- _DAFTAR TUGAS_:
**A.** Dari ulasan film Bridge of Spies, sebutkan setiap tokoh yang nama pemerannya dicantumkan dalam kurung, beserta nama pemeran tersebut.
**B.** Ulangi tanpa perubahan bagian ulasan film Bridge of Spies yang dimulai dari "Bridge of Spies berlatar" dan berakhir pada "mana Blok Timur.".

Bridge of Spies berlatar belakang perang dunia kedua dimana perang dingin sedang berkecamuk begitu kencang. Inilah pertama kali Tembok Berlin berdiri, yang menjadi penanda mana Blok Barat dan mana Blok Timur.
Review Bridge of Spies (2015): Kisah Spionase Era Perang Dingin
Saat itu pula kondisi negara-negara yang terlibat perang dingin ini sangat sensitif, saling curiga dan begitu waspada terhadap setiap gerakan dari blok lawannya. Sebagai sebuah film dengan tema politik luar negeri yang begitu kental, Bridge of Spies memang cukup hati-hati dalam mengambil setiap narasi.
Dan untunglah orang yang berada di balik film yang meraih beberapa nominasi Oscar ini adalah Steven Spielberg. Sineas senior Hollywood dengan segudang pengalaman. Ditambah pula Spielberg mengarahkan sosok yang pernah empat kali tandem bersamanya, Tom Hanks.
Mereka berdua menjadi garansi betapa Bridge of Spies menawarkan sebuah rekonstruksi sejarah yang cukup epik, namun tak kekurangan unsur dramatik, serta dialog-dialog yang cakap. Namun perlu diketahui, meski berlatar perang dunia kedua, ini bukanlah semacam Saving Private Ryan, meski ada Tom Hanks dan Steven Spielberg di dalamnya. Meski sekali-kali ada unsur action-nya, namun narasi besar film ini lebih melulu soal lobi antar negara, pun yang sedang terancam bakal perang.
Bridge of Spies menceritakan tentang seorang pengacara keuangan, asuransi lebih tepatnya. James B. Donovan (Tom Hanks), atau biasa dipanggil Jim, kemudian semacam terjebak pada sebuah kondisi dimana ia mesti mendampingi seorang tertuduh mata-mata Jerman Timur, Rudolf Abel (Mark Rylance)..
Sekadar informasi, berkat aktingnya disini, Mark sukses menyabet Oscar 2016 sebagai Aktor Pemeran Pendukung Terbaik. Alasan yang masuk akal mengapa Amerika masih ‘menyempatkan’ diri membela Abel adalah pencitraan bahwa mereka adalah negara demokratis.
Nah, Jim terjebak disini. Sebagai pengacara, tentu saja ia mengambil jalur profesional. Hanya saja pemikiran orang tak sama dengan dirinya. Pembelaan terhadap public enemy, apalagi ini mata-mata negara, tentu saja menjadikan Jim adalah sosok yang dibenci pula.
Namun suasana berangsur-angsur memihak pada Jim. Saat itu, seorang pilot pesawat pengintai (pesawat U-2) milik Amerika ditembak jatuh di wilayah udara Jerman Timur. Untunglah sang pilot, Francis Gary Powers (Austin Stowell) berhasil selamat meski kemudian disandera.

- _DATA DITAMPILKAN_:
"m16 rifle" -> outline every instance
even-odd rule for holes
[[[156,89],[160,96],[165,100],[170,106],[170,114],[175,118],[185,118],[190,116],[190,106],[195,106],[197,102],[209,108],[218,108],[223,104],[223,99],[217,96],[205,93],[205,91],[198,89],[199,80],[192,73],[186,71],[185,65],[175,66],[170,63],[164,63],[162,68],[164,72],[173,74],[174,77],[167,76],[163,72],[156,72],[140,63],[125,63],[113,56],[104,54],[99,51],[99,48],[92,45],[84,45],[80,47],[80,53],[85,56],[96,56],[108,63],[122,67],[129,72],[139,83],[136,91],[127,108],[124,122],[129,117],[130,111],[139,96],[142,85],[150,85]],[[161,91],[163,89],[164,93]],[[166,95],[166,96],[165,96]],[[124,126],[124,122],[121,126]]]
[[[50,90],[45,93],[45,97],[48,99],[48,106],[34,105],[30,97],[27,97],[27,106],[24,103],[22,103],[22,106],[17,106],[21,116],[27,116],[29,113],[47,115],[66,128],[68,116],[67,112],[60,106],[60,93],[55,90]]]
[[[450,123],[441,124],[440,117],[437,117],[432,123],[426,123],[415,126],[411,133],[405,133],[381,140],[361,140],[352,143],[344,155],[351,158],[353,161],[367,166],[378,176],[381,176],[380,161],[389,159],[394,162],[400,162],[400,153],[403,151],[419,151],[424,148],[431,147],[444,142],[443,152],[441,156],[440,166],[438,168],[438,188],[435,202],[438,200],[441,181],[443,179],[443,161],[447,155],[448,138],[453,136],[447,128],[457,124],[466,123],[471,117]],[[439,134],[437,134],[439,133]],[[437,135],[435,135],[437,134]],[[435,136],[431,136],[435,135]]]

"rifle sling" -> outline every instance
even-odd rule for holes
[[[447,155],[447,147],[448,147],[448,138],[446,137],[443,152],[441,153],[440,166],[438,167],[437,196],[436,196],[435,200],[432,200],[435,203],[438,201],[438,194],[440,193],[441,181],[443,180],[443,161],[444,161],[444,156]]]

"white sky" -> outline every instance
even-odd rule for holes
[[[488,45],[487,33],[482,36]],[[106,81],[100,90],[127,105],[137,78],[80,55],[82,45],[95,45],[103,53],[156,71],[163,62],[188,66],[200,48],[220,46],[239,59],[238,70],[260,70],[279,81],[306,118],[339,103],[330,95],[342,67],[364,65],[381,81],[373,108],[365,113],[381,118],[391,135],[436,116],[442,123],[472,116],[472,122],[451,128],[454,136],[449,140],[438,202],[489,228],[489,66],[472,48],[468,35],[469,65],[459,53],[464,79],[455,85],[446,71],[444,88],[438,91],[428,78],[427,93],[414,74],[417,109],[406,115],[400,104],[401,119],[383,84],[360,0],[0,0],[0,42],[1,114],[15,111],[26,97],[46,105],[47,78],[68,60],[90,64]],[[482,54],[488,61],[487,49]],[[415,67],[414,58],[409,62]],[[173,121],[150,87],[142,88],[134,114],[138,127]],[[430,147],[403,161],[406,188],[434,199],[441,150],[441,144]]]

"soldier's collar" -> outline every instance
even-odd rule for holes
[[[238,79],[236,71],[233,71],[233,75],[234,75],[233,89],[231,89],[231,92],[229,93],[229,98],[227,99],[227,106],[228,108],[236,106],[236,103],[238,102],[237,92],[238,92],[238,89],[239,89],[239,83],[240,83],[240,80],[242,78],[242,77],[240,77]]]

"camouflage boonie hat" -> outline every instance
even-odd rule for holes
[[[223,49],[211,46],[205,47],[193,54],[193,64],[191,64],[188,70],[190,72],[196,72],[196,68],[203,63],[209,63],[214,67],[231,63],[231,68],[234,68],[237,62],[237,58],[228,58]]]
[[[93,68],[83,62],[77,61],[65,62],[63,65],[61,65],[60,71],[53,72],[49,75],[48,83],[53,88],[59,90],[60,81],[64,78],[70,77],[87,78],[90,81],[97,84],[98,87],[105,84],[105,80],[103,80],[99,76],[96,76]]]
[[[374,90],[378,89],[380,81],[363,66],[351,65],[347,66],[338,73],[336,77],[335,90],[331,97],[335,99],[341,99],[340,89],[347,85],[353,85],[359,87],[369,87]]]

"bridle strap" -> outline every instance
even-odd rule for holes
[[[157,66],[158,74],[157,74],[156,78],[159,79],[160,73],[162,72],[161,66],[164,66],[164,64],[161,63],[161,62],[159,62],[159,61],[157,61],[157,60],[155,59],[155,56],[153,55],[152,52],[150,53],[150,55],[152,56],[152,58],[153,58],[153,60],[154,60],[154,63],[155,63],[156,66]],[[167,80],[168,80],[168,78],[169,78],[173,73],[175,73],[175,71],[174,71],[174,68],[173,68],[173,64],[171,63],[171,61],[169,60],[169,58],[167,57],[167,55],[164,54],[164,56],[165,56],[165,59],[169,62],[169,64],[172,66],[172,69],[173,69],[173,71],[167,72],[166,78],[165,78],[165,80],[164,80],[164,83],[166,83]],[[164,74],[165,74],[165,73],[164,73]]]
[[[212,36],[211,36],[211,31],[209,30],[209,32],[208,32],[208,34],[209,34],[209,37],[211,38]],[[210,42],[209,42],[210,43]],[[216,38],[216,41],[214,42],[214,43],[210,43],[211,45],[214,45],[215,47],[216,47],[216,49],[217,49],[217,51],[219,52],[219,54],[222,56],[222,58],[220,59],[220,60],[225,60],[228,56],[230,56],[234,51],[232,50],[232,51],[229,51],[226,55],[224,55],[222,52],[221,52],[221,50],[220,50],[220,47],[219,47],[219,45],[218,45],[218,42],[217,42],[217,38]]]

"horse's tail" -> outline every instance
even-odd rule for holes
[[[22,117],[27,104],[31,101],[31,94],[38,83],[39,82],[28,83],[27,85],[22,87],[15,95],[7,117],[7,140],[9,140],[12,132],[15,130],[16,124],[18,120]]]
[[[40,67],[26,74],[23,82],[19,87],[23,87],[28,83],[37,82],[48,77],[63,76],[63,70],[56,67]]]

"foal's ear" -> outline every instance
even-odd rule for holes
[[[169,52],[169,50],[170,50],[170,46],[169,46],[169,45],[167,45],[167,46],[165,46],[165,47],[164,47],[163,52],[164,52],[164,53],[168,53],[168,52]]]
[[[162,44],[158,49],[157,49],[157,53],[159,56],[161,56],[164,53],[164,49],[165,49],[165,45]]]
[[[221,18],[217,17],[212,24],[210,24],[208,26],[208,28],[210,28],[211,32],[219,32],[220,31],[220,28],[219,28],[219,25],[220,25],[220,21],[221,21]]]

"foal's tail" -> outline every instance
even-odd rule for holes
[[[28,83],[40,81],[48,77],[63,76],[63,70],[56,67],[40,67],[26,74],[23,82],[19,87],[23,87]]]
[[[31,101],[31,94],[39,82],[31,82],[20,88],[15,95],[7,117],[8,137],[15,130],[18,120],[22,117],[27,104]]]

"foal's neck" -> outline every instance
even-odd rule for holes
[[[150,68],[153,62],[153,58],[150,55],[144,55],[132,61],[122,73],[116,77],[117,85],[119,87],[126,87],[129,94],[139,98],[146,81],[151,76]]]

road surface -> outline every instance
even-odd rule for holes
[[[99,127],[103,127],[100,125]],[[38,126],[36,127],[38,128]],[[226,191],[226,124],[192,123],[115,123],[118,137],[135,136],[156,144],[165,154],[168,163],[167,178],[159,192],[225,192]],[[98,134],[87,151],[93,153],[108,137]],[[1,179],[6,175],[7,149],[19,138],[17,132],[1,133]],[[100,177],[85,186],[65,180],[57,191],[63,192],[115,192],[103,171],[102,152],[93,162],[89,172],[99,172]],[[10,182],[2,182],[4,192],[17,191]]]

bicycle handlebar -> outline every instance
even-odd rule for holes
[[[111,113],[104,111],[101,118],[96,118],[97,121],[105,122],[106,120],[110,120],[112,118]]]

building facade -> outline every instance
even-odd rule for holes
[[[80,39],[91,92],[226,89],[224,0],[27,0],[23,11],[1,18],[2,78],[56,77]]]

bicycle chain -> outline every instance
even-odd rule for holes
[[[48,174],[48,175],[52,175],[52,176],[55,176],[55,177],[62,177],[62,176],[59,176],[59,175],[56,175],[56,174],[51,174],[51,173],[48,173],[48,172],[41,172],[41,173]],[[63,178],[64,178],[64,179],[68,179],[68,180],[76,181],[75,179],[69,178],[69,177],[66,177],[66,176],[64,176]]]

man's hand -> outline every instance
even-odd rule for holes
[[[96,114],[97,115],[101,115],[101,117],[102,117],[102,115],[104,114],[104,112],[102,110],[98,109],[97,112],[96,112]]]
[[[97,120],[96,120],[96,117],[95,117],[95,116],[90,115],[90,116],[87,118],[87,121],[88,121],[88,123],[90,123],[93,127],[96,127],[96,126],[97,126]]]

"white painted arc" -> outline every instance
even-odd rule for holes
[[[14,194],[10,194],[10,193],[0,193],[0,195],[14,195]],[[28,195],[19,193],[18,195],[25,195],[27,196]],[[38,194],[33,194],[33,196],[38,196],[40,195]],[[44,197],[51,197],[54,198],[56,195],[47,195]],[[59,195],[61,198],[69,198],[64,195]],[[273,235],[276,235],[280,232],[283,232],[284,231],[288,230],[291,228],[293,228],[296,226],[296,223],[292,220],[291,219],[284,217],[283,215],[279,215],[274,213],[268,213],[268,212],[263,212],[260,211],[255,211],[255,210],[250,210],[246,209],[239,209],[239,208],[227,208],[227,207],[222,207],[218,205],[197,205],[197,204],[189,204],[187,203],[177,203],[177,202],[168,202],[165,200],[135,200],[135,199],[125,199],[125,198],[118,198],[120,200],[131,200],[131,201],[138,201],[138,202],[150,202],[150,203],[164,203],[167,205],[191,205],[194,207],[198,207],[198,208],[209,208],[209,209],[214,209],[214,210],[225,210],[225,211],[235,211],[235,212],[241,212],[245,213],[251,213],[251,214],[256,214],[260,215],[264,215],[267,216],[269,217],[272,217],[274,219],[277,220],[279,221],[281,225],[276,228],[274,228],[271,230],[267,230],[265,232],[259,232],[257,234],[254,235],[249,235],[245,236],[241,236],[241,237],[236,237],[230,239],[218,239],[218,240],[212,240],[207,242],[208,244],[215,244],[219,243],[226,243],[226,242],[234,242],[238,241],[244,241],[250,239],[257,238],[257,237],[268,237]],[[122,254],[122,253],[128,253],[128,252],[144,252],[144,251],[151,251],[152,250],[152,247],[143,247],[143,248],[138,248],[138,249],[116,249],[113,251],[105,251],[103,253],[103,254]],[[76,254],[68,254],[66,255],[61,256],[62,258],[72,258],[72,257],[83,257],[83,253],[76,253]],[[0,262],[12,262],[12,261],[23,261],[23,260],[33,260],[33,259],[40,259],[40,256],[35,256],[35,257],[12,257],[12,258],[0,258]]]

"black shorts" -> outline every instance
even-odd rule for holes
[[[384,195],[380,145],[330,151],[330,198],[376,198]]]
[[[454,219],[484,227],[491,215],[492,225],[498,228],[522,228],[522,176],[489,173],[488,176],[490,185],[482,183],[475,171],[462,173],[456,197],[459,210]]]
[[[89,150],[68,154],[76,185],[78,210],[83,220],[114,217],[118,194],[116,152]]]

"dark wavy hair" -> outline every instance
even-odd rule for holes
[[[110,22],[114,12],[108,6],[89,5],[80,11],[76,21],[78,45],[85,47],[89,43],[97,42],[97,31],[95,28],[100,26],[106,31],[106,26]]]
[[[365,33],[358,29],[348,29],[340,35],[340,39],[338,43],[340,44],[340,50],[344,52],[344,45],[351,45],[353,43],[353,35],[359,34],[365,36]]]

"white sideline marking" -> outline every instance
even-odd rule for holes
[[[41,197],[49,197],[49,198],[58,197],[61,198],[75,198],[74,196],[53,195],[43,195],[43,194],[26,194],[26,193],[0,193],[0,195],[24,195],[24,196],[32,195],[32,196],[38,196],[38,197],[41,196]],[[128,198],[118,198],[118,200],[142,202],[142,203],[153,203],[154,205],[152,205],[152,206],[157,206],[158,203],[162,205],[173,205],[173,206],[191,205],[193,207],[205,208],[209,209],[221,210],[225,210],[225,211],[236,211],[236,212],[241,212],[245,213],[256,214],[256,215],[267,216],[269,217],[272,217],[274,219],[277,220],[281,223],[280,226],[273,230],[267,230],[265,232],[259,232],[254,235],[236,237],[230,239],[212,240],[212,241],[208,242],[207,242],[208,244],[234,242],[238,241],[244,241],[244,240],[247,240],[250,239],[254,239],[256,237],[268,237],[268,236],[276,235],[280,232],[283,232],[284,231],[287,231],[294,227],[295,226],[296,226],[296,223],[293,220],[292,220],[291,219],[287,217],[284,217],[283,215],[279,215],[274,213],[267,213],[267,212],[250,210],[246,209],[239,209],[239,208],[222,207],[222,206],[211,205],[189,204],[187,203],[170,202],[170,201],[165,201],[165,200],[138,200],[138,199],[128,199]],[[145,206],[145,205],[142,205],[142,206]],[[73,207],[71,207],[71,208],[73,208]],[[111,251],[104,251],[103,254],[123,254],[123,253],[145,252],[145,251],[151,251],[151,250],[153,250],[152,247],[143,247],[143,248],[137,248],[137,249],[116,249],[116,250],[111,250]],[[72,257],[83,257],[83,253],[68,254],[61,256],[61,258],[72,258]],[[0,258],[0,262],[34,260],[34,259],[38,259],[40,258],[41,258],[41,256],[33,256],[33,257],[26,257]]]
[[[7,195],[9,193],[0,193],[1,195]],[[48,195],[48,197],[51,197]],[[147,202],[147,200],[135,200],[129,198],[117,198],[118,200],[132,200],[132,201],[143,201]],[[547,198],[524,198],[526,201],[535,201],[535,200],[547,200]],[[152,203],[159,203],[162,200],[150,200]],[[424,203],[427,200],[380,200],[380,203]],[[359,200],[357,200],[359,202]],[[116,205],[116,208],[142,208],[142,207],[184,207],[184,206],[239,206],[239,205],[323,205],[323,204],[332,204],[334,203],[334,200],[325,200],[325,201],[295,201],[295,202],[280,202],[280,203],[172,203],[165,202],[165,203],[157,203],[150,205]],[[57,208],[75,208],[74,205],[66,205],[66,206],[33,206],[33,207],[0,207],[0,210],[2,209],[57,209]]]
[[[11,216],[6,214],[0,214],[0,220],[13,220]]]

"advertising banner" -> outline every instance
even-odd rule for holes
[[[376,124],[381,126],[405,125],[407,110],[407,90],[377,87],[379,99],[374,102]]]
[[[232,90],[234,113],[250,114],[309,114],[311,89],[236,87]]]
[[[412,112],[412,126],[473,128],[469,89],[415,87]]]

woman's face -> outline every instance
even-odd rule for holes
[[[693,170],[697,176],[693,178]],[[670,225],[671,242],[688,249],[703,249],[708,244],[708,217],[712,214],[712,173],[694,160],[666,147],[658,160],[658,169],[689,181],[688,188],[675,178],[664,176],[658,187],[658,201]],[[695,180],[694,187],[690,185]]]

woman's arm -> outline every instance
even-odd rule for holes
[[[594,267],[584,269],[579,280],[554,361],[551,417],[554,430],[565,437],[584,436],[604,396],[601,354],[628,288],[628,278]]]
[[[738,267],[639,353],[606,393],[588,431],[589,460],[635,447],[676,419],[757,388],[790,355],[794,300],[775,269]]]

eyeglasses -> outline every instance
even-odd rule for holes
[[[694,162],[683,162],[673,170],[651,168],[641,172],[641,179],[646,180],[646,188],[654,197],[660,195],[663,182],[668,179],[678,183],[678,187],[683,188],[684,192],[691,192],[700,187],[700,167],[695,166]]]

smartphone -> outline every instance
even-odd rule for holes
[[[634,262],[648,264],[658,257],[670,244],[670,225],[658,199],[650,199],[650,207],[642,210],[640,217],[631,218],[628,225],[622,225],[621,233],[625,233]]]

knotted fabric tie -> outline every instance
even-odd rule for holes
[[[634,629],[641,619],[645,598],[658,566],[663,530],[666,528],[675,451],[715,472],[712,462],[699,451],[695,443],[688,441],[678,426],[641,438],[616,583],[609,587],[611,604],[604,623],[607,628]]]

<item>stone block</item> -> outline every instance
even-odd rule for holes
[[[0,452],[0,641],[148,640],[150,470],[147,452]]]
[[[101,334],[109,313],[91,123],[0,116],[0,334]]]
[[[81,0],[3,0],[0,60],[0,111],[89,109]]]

- _HASIL LATIHAN_:
**A.**
- James B. Donovan: Tom Hanks
- Rudolf Abel: Mark Rylance
- Francis Gary Powers: Austin Stowell

**B.**
Bridge of Spies berlatar belakang perang dunia kedua dimana perang dingin sedang berkecamuk begitu kencang. Inilah pertama kali Tembok Berlin berdiri, yang menjadi penanda mana Blok Barat dan mana Blok Timur.